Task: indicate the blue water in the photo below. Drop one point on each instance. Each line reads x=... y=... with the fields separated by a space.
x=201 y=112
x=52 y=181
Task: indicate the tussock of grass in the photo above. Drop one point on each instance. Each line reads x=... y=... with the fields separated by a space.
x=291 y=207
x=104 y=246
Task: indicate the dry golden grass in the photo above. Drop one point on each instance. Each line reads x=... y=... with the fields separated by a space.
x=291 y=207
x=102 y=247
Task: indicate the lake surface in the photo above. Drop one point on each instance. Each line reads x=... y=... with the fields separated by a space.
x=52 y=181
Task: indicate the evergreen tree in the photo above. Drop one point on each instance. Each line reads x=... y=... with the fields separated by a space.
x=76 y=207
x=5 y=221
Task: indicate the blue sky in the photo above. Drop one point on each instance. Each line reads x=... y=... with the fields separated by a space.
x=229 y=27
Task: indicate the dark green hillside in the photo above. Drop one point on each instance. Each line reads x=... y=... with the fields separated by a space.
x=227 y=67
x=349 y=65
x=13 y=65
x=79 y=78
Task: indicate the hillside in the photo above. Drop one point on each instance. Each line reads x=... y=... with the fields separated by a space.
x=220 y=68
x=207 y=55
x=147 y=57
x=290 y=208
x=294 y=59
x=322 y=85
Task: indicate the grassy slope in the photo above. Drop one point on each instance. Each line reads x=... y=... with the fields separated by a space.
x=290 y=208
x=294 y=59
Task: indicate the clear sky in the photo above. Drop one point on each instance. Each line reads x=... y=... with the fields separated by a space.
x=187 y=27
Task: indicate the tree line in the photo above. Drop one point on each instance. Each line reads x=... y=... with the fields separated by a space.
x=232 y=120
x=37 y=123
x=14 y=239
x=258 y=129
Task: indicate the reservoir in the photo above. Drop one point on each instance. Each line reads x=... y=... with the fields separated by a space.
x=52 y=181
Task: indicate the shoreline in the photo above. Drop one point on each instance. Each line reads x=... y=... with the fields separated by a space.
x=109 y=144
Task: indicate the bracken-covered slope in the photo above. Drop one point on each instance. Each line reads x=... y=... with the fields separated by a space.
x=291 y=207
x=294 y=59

THE REQUEST:
Render the whole listing above as a JSON list of strings, one string per line, leaving out blank lines.

TASK OUTPUT:
[
  "Task: indicate the blue water in the photo below. Drop one point on each instance. Each line reads x=... y=... with the fields separated by a space.",
  "x=201 y=112",
  "x=52 y=181",
  "Task: indicate the tussock of grass in the photo above. Drop one point on each instance. Each line reads x=... y=... with the fields separated by a space.",
  "x=291 y=207",
  "x=104 y=246",
  "Task: indicate the dry golden grass in the photo above. Drop one point on each instance. Each line reads x=... y=... with the fields separated by a space.",
  "x=291 y=207",
  "x=102 y=247",
  "Task: indicate the lake surface in the photo above. Drop one point on each instance. Each line reads x=... y=... with the fields separated by a space.",
  "x=52 y=181",
  "Task: indicate the evergreen tree in the photo above. Drop one point on each instance. Each line reads x=... y=... with the fields separated by a space.",
  "x=76 y=207",
  "x=5 y=221",
  "Task: indicate the blue sky in the photo above. Drop one point on each instance. Each line reads x=... y=... with the fields separated by a space.",
  "x=229 y=27",
  "Task: indicate the dark green hillside in the photo above. Drop one point on each instance. Each line reads x=... y=... with the fields separated by a space.",
  "x=227 y=67",
  "x=349 y=65",
  "x=13 y=65",
  "x=79 y=78",
  "Task: indicate the hillside in the photo above. Drop one point on each instance. Each line reads x=... y=... with the fields separated by a space.",
  "x=220 y=68",
  "x=207 y=55",
  "x=147 y=57",
  "x=290 y=208",
  "x=294 y=59",
  "x=322 y=85",
  "Task: indicate the grassy slope in the photo above. Drop one point on each instance. Each line reads x=... y=... with the fields separated by a space.",
  "x=290 y=208",
  "x=294 y=59",
  "Task: indicate the clear sky in the photo above. Drop one point on each instance. Each line reads x=... y=... with the fields separated by a space.",
  "x=187 y=27",
  "Task: indicate the tree line in the photo above. Drop one point on each instance. Each line reads x=... y=... with the fields separated by a space.",
  "x=232 y=120",
  "x=37 y=123",
  "x=14 y=239",
  "x=258 y=129",
  "Task: indicate the reservoir in the photo above. Drop one point on each instance. Each line reads x=... y=... with the fields separated by a space.",
  "x=52 y=181",
  "Task: indicate the shoreline in the photo above. Drop one point on each instance. Each line reads x=... y=... with the fields separated by a space.",
  "x=109 y=144",
  "Task: indicate the bracken-covered slope in the photo above. Drop one point on each instance. Each line reads x=... y=... with the fields separated by a space.",
  "x=291 y=207",
  "x=294 y=59"
]